Ms. Brown's knee-jerk support of the president recalls to mind something Lutheran sociologist Peter Berger wrote over a decade ago: "One of the easiest empirical procedures to determine very clearly what the agenda of the new class is at any given moment is to look up the latest pronouncements of the National Council of Churches."

The "New Class," as Mr. Berger and other sociologists have defined it, is a new social elite in American culture. As liberals try to bring back the old rhetoric of class warfare, of haves vs. have-nots, this New Class theory sheds a different light on the culture wars.

Mr. Berger outlined this view in a 1981 article in Christian Century. The culture war, he wrote, is largely "a struggle between two elites. On the one side is the old elite of business enterprise, on the other side a new elite composed of those whose livelihood derives from the manipulation of symbols-intellectuals, educators, media people, members of the 'helping professions,' and a miscellany of planners and bureaucrats."

Both business owners and blue-collar workers make their living from tangible products. Those who own the businesses and those who work in those businesses may have different economic and political interests. For years, business interests, large and small, primarily favored the Republican Party; union members, blue-collar workers, and farmers primarily favored Democrats.

But even as the business class and the working class may have had competing economic interests, they often shared the most fundamental cultural values. They went to the same churches. In the agricultural South, the "yellow-dog Democrats" (from the avowed commitment to vote for a yellow dog, as long as he wasn't a Republican) clamored for liberal economic policies, but no one was more conservative culturally than they.

But the information class has different values entirely. The old property and manufacturing classes valued stability and honored traditions; the New Class, trading in information, prospers from "new ideas" and rapid change.

During the 1960s and 1970s, the glory years of the welfare state, New Class social engineers and "helping professionals"-with vested interests in big-government activism-took over politically. The New Class bastions of academia and the public-education establishment grew in clout. With the boom in "information technology," the ascendancy of the news media, Hollywood, and the computer mavens put the New Class at the top of America's pecking order.

____________________

# Required tasks:
1 – List every group that the quotation in the passage on the New Class names as making up the new elite whose livelihood comes from the manipulation of symbols.
2 – From the passage on the New Class, reproduce word for word the part from "But the information" up to and including "America's pecking order.".

# Data section:

____________________

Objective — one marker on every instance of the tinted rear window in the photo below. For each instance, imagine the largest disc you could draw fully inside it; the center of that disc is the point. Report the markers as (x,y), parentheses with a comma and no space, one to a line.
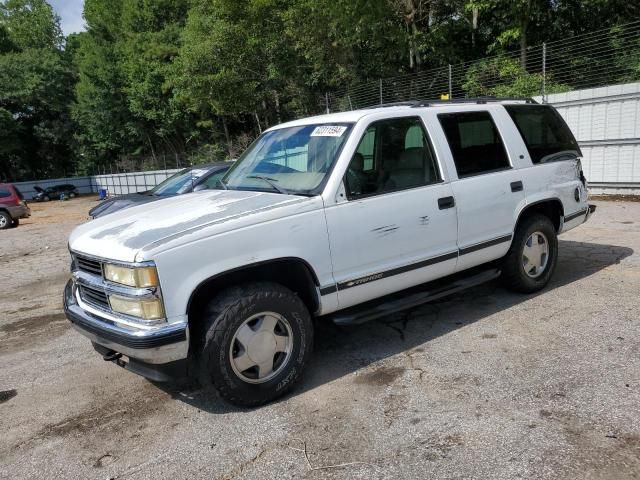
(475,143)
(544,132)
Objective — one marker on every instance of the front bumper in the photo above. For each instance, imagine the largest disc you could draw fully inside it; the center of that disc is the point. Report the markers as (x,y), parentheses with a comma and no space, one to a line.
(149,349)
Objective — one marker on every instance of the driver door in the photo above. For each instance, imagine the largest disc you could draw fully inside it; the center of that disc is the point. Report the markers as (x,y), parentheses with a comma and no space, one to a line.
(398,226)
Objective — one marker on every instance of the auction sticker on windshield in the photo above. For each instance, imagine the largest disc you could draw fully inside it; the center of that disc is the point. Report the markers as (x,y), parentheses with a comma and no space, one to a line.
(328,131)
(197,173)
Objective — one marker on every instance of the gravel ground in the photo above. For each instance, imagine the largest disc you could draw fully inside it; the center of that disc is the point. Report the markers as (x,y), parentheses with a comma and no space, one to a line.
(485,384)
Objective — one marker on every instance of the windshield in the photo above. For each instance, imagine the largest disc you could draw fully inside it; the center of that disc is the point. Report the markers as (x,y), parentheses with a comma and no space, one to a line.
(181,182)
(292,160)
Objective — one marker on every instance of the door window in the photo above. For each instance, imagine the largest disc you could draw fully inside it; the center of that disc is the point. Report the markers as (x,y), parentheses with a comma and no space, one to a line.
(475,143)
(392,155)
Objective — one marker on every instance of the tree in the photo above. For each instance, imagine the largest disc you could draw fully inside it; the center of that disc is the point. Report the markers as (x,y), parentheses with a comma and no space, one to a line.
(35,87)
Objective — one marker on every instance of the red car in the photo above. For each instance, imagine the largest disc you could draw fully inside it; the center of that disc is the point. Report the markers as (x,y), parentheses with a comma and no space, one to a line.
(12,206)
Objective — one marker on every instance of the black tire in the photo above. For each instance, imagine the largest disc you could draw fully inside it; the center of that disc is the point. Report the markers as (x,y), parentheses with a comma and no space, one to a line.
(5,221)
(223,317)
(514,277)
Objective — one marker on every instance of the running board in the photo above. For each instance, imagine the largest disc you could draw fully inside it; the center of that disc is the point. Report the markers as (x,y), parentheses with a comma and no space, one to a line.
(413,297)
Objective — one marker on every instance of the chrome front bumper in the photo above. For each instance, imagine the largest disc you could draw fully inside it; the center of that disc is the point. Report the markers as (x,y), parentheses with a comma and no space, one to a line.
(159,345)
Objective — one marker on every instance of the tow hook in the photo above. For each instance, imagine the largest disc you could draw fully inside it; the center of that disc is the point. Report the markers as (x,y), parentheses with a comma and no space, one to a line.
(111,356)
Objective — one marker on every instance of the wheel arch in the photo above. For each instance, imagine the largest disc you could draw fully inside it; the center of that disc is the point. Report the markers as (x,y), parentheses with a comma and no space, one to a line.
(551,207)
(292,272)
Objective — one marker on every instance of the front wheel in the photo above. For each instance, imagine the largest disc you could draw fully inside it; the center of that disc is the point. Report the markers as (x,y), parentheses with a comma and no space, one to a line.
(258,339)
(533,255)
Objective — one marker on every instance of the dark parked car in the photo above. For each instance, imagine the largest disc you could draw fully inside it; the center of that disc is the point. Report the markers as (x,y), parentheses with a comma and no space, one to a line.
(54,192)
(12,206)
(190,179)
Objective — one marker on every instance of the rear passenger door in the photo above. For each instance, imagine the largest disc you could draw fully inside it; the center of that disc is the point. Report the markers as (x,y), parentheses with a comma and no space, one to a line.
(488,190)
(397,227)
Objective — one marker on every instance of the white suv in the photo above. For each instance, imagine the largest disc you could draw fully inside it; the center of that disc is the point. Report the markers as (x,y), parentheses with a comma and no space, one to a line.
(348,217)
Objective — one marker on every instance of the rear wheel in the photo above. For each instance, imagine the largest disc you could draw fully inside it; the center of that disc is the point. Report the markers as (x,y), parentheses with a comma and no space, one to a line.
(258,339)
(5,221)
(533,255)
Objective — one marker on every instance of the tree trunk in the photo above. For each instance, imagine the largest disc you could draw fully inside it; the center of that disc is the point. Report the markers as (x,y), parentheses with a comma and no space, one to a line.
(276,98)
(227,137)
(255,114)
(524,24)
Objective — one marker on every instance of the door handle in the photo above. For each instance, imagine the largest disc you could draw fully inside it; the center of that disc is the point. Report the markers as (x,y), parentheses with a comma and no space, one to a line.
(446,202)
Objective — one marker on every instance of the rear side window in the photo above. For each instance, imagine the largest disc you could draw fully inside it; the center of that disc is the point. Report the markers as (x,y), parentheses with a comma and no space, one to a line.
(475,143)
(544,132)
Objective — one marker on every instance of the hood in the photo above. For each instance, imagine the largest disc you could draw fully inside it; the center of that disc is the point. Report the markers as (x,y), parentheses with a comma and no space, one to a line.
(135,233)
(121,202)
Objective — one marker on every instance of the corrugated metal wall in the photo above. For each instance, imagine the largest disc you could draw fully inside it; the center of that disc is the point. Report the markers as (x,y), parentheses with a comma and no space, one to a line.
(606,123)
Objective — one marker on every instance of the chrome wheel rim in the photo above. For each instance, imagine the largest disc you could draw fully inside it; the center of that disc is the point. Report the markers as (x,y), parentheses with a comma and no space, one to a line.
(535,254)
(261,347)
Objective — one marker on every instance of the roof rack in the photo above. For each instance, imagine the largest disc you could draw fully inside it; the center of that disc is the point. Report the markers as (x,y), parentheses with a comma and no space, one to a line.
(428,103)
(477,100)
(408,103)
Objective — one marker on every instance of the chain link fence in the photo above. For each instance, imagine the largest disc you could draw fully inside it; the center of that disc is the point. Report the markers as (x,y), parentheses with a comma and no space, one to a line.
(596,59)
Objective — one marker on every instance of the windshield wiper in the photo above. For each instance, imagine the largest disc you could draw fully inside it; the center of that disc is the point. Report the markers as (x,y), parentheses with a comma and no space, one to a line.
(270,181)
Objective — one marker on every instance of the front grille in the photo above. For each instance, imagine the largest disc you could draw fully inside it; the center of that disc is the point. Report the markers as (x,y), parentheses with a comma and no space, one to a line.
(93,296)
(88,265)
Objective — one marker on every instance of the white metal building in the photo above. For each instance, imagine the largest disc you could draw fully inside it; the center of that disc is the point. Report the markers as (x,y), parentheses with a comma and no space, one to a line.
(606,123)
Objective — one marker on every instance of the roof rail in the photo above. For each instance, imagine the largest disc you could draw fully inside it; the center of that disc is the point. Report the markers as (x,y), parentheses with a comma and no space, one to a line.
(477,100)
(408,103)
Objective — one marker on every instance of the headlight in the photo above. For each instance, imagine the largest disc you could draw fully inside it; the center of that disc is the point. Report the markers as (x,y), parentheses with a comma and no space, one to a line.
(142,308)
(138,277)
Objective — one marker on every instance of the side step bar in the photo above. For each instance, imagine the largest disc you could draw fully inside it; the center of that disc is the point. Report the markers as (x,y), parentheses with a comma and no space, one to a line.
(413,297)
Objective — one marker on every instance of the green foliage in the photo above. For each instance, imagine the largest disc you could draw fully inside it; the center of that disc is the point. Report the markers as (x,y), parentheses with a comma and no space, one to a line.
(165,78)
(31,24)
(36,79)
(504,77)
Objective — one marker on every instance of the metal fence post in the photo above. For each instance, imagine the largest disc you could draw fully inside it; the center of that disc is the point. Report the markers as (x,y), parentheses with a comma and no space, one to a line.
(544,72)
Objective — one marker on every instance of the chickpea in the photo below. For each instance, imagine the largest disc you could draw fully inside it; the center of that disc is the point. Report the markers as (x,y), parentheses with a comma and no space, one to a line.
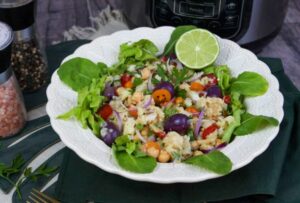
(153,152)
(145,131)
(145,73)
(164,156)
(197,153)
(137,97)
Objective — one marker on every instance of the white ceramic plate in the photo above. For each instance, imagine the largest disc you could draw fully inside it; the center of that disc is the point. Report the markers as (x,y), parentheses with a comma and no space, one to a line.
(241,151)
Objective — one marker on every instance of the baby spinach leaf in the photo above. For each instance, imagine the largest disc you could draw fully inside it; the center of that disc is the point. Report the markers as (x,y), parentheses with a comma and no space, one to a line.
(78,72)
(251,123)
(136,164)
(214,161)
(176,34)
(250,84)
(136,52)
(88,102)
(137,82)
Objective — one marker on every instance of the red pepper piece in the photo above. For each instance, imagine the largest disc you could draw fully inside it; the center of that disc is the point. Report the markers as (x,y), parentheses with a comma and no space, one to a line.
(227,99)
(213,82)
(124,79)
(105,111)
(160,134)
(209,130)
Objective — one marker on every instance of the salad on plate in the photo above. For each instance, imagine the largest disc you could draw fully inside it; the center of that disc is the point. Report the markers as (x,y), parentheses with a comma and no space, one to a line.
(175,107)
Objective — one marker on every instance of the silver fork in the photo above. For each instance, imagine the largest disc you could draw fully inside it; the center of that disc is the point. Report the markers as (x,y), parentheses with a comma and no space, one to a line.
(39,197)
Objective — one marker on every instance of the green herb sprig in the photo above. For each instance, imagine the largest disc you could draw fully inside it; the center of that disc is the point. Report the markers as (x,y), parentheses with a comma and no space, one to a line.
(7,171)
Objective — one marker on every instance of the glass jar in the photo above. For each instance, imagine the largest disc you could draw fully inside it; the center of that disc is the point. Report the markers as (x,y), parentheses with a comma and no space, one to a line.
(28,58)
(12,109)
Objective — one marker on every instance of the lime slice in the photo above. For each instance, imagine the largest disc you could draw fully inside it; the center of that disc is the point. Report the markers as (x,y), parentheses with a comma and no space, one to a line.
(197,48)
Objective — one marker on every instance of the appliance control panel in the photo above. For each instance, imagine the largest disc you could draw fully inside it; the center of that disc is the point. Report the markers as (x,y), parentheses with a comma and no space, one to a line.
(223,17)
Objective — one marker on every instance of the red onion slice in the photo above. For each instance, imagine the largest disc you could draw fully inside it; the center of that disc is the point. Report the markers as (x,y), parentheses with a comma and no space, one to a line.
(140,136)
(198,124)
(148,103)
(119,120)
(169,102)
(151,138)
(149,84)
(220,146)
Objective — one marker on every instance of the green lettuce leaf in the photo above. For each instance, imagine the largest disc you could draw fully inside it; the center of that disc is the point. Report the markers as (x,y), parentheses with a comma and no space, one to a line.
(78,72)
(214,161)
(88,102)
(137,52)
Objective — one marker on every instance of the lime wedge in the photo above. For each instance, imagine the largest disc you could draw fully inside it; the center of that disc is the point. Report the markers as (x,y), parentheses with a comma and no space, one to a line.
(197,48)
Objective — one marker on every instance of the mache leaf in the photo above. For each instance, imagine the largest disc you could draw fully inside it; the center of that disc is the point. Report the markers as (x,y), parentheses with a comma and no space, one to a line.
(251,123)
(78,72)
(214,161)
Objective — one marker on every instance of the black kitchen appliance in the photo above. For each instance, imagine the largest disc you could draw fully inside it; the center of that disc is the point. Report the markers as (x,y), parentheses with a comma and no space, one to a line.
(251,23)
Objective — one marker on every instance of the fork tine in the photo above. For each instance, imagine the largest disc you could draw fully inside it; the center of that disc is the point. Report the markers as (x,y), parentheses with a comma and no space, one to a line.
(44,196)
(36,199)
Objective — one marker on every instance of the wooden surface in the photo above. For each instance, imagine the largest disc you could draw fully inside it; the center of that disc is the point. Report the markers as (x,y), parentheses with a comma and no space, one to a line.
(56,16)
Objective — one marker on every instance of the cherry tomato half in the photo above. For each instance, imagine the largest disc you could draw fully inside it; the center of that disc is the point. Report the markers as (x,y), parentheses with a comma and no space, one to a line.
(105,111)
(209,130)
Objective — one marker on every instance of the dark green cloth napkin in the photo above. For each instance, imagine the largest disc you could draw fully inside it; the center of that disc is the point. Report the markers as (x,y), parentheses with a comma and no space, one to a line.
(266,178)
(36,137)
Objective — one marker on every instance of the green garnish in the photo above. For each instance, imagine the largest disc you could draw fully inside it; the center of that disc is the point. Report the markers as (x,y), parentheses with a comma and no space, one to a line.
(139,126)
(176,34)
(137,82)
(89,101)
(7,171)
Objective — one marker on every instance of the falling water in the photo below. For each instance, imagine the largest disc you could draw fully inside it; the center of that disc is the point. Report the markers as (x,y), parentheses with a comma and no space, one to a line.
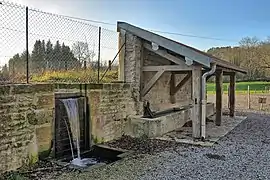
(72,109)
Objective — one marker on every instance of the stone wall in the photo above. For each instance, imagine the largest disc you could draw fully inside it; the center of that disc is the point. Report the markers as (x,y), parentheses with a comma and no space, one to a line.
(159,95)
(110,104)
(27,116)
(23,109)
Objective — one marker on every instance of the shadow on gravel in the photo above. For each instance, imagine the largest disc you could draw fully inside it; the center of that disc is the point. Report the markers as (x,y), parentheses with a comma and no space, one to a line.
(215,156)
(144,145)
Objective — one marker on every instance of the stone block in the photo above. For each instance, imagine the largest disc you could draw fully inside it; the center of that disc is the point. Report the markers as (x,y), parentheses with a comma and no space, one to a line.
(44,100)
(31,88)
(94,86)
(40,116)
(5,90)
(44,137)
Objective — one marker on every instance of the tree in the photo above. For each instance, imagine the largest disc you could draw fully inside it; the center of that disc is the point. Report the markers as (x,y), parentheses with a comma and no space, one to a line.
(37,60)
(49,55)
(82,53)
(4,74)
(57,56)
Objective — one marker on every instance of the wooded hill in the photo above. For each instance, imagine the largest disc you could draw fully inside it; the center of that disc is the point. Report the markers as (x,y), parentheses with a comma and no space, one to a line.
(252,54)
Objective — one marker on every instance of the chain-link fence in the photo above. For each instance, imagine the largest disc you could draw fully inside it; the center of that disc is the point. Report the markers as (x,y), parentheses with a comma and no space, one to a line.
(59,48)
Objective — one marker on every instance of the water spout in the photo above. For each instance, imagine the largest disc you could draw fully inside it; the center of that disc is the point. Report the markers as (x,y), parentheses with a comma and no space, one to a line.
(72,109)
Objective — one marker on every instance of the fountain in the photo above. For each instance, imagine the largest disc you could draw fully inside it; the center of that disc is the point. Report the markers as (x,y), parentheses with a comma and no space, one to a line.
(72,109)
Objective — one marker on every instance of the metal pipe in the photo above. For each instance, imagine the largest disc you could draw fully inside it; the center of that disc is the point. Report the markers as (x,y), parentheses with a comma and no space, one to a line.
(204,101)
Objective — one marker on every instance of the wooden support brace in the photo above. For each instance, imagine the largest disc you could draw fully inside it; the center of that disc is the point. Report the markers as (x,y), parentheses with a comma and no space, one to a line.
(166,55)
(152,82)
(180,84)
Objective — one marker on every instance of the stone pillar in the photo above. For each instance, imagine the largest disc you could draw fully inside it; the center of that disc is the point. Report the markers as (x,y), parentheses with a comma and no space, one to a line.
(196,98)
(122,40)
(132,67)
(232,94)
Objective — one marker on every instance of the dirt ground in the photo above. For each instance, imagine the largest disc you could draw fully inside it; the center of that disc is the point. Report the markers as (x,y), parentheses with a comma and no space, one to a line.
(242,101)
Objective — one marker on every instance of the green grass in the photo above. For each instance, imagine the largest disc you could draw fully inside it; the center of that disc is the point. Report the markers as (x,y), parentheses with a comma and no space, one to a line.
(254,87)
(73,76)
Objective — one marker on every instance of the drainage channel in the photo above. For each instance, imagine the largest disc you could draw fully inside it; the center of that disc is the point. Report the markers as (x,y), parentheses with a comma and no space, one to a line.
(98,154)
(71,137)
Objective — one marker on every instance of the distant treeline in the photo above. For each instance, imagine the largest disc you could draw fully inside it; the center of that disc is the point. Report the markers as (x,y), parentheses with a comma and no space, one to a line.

____________________

# Expected outputs:
1 –
- intellectuals
- educators
- media people
- members of the 'helping professions'
- a miscellany of planners and bureaucrats

2 –
But the information class has different values entirely. The old property and manufacturing classes valued stability and honored traditions; the New Class, trading in information, prospers from "new ideas" and rapid change.

During the 1960s and 1970s, the glory years of the welfare state, New Class social engineers and "helping professionals"-with vested interests in big-government activism-took over politically. The New Class bastions of academia and the public-education establishment grew in clout. With the boom in "information technology," the ascendancy of the news media, Hollywood, and the computer mavens put the New Class at the top of America's pecking order.